What is needed:
Using the listing below, show all lines that hold the word "trim".

Records for processing:
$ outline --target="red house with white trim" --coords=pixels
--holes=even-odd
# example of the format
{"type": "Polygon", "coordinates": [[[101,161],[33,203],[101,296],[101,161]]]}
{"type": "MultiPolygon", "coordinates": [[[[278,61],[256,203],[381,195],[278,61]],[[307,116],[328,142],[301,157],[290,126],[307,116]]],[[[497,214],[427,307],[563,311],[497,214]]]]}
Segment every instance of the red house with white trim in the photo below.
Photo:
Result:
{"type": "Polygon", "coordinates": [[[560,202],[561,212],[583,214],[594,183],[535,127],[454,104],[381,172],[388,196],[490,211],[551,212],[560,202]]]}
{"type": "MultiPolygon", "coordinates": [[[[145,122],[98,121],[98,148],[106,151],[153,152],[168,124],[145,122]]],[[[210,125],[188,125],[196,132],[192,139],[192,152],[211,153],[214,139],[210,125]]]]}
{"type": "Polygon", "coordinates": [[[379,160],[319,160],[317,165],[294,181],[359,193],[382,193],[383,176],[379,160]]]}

Answer space:
$ outline --target="red house with white trim" --coords=pixels
Segment every instance of the red house with white trim in the photo below.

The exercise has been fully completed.